### SUPPLIED PASSAGE
The laws and regulations of cryptocurrency in other regions. As cryptocurrency usage grows, so do cryptocurrency regulations put in place around the world to govern it. The crypto landscape is constantly changing, and keeping up with the rules in various global territories is difficult. Navigate the world’s array of cryptocurrency regulations, legislative attitudes, and associated activities. How different countries approach coin and exchange regulation, and whether they have any upcoming legislation that may change their stance on cryptocurrencies.
Cryptocurrency In Other Regions: The Adequate Laws And Regulations Of Cryptocurrency In Other Regions
To ensure effective consumer protection and more streamlined regulatory oversight, the Justice Department continues to collaborate with the Securities and Exchange Commission or SEC and Commodity Futures Trading Commission or CFTC on future cryptocurrency regulations. In 2021, the Biden administration focused on stablecoins in order to address the risk of the tokens’ increasing value. Later that year, the President’s Working Group on Financial Markets issued a set of recommendations, one of which was the need for new legislation.
The status of cryptocurrency service providers in 2021 was also debated in Congress, with new rules included in the Biden administration’s infrastructure bill. Under the new rules, cryptocurrency exchanges are considered brokers and must comply with AML/CFT reporting and record-keeping requirements.

### STATED TASK 1
In the cryptocurrency regulation text, what are cryptocurrency exchanges considered under the new rules in the infrastructure bill?
The entries that come next have no connection to the cryptocurrency regulation text.

### DATASET EXTRACT
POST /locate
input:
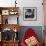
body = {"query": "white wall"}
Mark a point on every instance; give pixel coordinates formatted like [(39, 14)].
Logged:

### STATED TASK 2
Rewrite the entries above with "white wall" swapped for "wooden door", keeping everything else the same, and leave out the pictures.

### EXERCISE RESULT 1
They are considered brokers.

### EXERCISE RESULT 2
POST /locate
input:
body = {"query": "wooden door"}
Mark a point on every instance; give pixel coordinates formatted like [(39, 14)].
Logged:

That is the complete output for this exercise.